··· SELECTED EXCERPT ···

Analog Activity watch face is the worst, at least for now. I don't know if there are some bugs or if the behind-scenes-design is bad or something. It for example animates the activity rings every time the screen wakes up. So if you happen to intentionally or unintentionally activate the screen (Wrist Raise + arm movement = lots of unintentional screen activations) every 5 minutes that's about 12 times per hour and that times 12 hours is 144 times per day. So it will animate the rings about 150 times per day. It also has 3 complications so that adds 150 background refreshes per day to the mix. I usually had about 10 to 20% battery left at the end of the day with Analog Activity watch face.
Is there still an Accessibility option to reduce animations? Does it change the behavior of the Analog Activity face?
 
Is there still an Accessibility option to reduce animations? Does it change the behavior of the Analog Activity face?
That option still exists but the rings will be animated with it on.

Regardless what that option is set to the rings won't be animated if you turn off the screen and turn it on immediately. I don't know what the threshold is but I think if the screen is off for minute or two the rings will animated again.

There has never been a public beta for watchOS. Unless they can come up with a way for the end user to restore to a non beta OS it likely will not happen.
I think the reason is that the watch doesn't have sufficient failsafe operating system that can make a Bluetooth connection to iPhone. iPhone has a failsafe operating system that can always boot up regardless how badly you mess up your device. That failsafe OS can always make a wired connection to a computer so that you can always (or almost always) restore the phone to fully functioning state. I think that is the reason why iPhone has public betas and AWatch doesn't.

··· PROVIDED INFORMATION ···

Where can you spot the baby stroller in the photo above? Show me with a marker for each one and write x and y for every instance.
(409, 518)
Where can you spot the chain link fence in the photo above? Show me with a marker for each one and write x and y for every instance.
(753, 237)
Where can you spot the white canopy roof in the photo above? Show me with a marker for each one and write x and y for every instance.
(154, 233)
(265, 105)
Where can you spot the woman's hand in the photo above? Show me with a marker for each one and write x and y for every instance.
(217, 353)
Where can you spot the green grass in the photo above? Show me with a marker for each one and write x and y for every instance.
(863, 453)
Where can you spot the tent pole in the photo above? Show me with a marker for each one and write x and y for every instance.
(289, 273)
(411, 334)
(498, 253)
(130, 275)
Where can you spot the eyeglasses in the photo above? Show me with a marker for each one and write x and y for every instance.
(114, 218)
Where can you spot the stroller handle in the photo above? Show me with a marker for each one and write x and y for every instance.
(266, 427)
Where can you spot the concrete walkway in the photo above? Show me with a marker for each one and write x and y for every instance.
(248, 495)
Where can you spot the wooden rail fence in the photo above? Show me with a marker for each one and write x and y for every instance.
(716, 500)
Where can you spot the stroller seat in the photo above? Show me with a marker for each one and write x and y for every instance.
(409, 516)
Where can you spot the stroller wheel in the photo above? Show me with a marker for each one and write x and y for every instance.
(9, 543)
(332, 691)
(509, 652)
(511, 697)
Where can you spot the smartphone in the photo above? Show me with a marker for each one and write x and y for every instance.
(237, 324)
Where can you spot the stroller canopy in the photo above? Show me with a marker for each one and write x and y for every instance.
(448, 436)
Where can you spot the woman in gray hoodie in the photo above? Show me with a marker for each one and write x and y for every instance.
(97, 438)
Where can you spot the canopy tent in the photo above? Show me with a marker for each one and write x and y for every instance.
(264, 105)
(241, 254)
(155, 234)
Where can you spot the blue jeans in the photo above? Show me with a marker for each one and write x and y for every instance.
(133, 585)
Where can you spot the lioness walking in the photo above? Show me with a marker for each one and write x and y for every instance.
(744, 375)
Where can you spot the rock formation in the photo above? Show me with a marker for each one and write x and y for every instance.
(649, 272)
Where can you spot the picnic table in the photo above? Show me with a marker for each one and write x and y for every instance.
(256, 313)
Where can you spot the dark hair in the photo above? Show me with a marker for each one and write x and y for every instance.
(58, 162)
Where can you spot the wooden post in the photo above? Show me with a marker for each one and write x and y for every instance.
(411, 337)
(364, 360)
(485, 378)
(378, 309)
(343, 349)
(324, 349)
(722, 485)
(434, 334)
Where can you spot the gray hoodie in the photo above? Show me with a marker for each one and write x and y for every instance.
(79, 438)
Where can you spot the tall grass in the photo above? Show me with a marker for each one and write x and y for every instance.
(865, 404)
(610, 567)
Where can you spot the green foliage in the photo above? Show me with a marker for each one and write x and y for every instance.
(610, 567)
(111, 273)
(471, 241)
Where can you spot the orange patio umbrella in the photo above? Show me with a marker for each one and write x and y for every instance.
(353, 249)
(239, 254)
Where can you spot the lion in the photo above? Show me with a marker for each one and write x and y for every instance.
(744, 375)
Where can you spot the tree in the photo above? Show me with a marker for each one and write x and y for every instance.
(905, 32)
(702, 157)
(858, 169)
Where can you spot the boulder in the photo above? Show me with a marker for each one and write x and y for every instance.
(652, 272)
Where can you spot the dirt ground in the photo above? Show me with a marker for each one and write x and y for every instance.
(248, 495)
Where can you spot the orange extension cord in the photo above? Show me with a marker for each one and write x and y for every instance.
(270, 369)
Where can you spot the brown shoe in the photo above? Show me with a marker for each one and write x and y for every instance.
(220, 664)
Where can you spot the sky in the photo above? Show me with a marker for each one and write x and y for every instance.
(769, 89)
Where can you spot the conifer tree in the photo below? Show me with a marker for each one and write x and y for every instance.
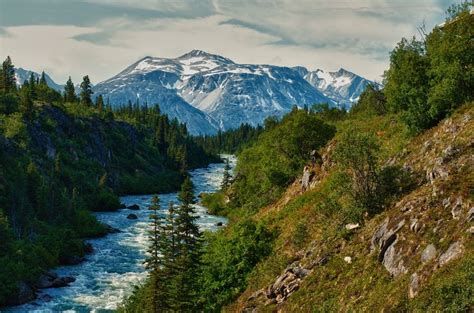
(156, 250)
(99, 103)
(69, 91)
(86, 91)
(43, 79)
(7, 76)
(227, 177)
(189, 240)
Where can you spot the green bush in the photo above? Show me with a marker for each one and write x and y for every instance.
(229, 256)
(214, 202)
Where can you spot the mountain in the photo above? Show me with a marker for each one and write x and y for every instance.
(210, 92)
(343, 86)
(21, 75)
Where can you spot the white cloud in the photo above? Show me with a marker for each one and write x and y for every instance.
(356, 35)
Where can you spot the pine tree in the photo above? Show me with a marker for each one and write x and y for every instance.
(26, 101)
(157, 250)
(227, 177)
(100, 103)
(189, 241)
(7, 76)
(86, 91)
(43, 79)
(69, 91)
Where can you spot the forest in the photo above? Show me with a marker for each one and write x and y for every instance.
(428, 80)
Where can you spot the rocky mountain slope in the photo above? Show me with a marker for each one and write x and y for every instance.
(210, 92)
(414, 256)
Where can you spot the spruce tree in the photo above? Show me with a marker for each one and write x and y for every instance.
(100, 103)
(69, 91)
(7, 77)
(189, 241)
(227, 177)
(43, 79)
(86, 91)
(155, 262)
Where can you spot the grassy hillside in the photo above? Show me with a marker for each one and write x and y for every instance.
(434, 210)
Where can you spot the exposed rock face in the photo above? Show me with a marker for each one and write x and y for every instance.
(25, 294)
(306, 179)
(132, 217)
(428, 254)
(134, 207)
(414, 286)
(385, 239)
(454, 251)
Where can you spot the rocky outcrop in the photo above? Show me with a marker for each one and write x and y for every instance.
(132, 216)
(428, 254)
(25, 294)
(384, 239)
(453, 252)
(134, 207)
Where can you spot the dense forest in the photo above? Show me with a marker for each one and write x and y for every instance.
(355, 168)
(63, 155)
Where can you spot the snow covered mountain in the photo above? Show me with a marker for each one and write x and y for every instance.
(21, 75)
(343, 87)
(210, 92)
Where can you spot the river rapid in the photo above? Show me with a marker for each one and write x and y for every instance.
(110, 273)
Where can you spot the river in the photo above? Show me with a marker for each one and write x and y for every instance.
(109, 274)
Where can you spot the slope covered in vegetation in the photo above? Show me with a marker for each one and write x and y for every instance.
(61, 157)
(369, 210)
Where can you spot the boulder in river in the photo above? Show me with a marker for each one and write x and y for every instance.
(62, 281)
(88, 248)
(134, 207)
(72, 260)
(132, 217)
(112, 230)
(25, 294)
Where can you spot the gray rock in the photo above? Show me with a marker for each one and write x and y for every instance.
(62, 282)
(25, 294)
(453, 252)
(414, 286)
(46, 298)
(72, 260)
(393, 261)
(470, 215)
(133, 207)
(428, 254)
(306, 179)
(456, 211)
(415, 225)
(132, 217)
(44, 281)
(352, 226)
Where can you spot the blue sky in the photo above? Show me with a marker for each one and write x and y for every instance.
(100, 38)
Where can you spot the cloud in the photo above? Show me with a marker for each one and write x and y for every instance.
(101, 38)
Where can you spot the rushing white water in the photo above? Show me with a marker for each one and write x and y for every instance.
(109, 274)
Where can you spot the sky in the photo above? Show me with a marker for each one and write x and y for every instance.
(100, 38)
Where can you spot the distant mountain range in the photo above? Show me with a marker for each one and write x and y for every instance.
(209, 92)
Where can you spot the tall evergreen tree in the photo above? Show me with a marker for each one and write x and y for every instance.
(227, 177)
(157, 251)
(190, 242)
(7, 76)
(86, 91)
(99, 103)
(43, 79)
(69, 91)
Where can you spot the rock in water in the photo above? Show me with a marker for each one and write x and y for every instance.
(428, 254)
(25, 294)
(132, 217)
(134, 207)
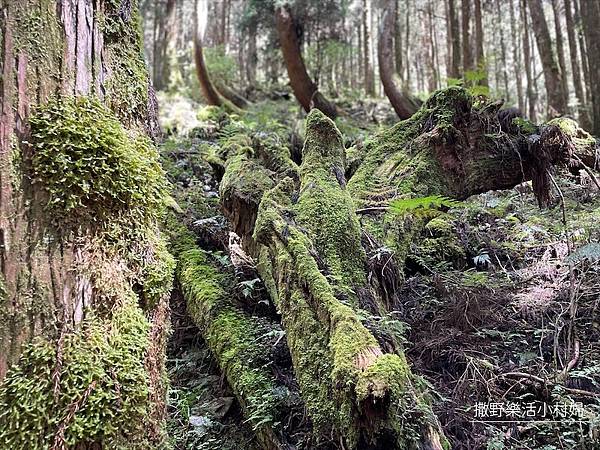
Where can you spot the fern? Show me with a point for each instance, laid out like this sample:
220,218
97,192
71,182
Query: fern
422,205
590,252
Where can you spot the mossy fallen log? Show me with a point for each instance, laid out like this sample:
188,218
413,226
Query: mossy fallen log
310,247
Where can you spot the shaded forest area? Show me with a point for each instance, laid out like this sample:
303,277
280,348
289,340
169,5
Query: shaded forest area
296,225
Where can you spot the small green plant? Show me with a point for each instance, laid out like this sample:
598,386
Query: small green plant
89,169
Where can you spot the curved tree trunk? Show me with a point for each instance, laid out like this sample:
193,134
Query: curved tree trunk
305,90
315,256
552,76
402,104
80,328
209,92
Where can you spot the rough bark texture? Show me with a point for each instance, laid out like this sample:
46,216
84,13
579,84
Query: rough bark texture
304,88
402,103
313,250
455,40
209,92
590,13
58,281
583,115
552,76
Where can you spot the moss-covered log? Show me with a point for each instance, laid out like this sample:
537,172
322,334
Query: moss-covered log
308,242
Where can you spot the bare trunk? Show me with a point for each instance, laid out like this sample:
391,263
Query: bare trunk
466,35
517,60
368,70
552,77
560,52
480,57
304,88
209,92
590,12
402,104
455,38
575,69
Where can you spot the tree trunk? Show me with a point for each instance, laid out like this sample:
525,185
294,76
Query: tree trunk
398,40
368,75
78,277
466,35
552,77
209,92
560,51
480,57
582,113
531,94
590,12
517,60
304,88
164,47
402,104
317,264
455,38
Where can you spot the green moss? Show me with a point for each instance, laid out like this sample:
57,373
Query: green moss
90,170
236,340
127,83
324,209
102,375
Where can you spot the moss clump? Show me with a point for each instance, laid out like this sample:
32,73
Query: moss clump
236,340
325,209
102,378
90,170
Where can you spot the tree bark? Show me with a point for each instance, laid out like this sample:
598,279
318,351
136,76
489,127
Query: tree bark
402,103
466,36
455,39
531,94
552,76
305,90
582,113
560,51
590,12
164,46
368,69
73,330
209,92
517,60
479,55
315,262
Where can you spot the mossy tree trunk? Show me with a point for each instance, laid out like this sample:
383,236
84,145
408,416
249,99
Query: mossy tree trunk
305,90
401,102
314,229
83,307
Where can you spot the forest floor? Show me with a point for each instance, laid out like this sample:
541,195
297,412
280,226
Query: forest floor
484,310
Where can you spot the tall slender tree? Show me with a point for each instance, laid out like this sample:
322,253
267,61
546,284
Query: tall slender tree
552,76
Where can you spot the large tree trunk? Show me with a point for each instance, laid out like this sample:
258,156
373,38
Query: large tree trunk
590,12
209,92
552,76
455,38
78,277
479,55
467,56
315,255
402,103
304,88
582,115
164,47
531,94
369,82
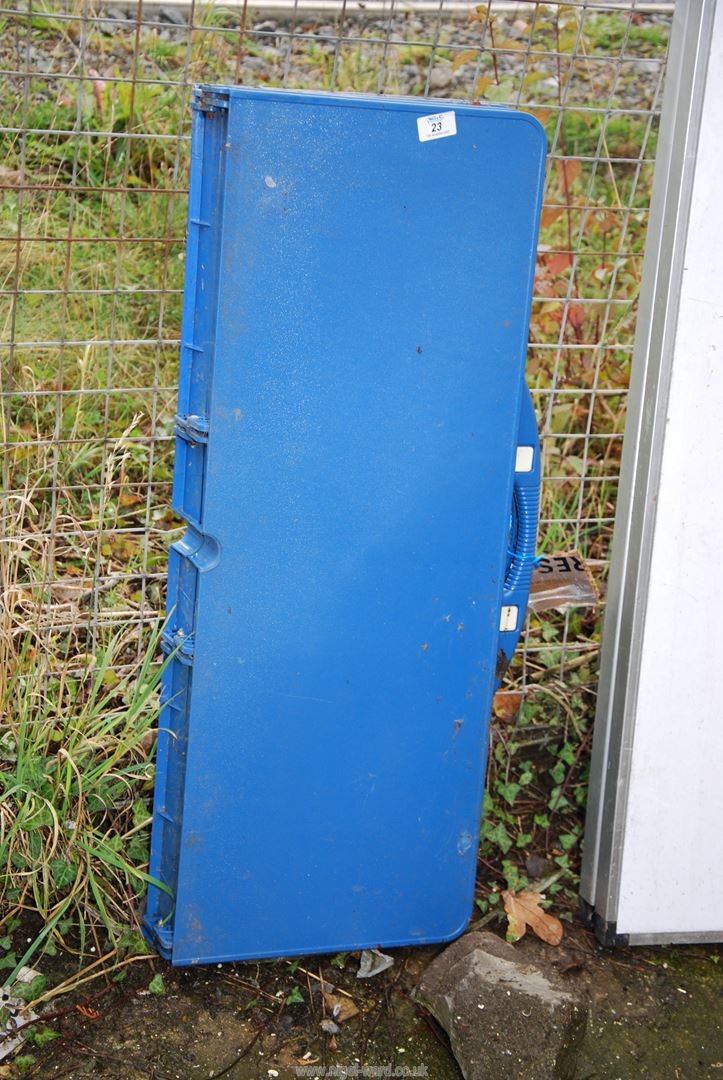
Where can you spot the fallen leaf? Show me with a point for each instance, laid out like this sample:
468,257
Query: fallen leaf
464,57
506,705
576,315
482,85
550,214
340,1008
523,910
540,115
560,261
10,177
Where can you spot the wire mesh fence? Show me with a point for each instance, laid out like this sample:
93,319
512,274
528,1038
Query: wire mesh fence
94,110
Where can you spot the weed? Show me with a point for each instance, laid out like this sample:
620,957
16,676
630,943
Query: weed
93,267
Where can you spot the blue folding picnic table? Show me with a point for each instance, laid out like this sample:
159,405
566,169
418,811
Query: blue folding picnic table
358,466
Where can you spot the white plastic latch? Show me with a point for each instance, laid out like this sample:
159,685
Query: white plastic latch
524,459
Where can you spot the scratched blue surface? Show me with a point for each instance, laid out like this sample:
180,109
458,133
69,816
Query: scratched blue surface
356,316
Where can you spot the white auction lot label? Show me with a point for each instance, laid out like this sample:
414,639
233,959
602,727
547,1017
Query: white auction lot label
437,125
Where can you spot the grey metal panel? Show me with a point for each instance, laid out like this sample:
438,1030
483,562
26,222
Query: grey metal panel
629,577
675,939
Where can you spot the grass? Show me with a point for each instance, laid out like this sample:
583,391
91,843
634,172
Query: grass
88,469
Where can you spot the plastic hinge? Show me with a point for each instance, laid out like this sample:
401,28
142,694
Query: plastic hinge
161,936
193,429
179,644
209,100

···

### WORK ORDER 1:
Print the watch face discussion from "Analog Activity watch face is" up to and including "Activity watch face.".
### WORK ORDER 2:
In the watch face discussion, how much battery did the writer usually have left at the end of the day with the Analog Activity watch face?
Rely only on the watch face discussion, not the items.

### EXERCISE RESPONSE 1:
Analog Activity watch face is the worst, at least for now. I don't know if there are some bugs or if the behind-scenes-design is bad or something. It for example animates the activity rings every time the screen wakes up. So if you happen to intentionally or unintentionally activate the screen (Wrist Raise + arm movement = lots of unintentional screen activations) every 5 minutes that's about 12 times per hour and that times 12 hours is 144 times per day. So it will animate the rings about 150 times per day. It also has 3 complications so that adds 150 background refreshes per day to the mix. I usually had about 10 to 20% battery left at the end of the day with Analog Activity watch face.

### EXERCISE RESPONSE 2:
About 10 to 20%.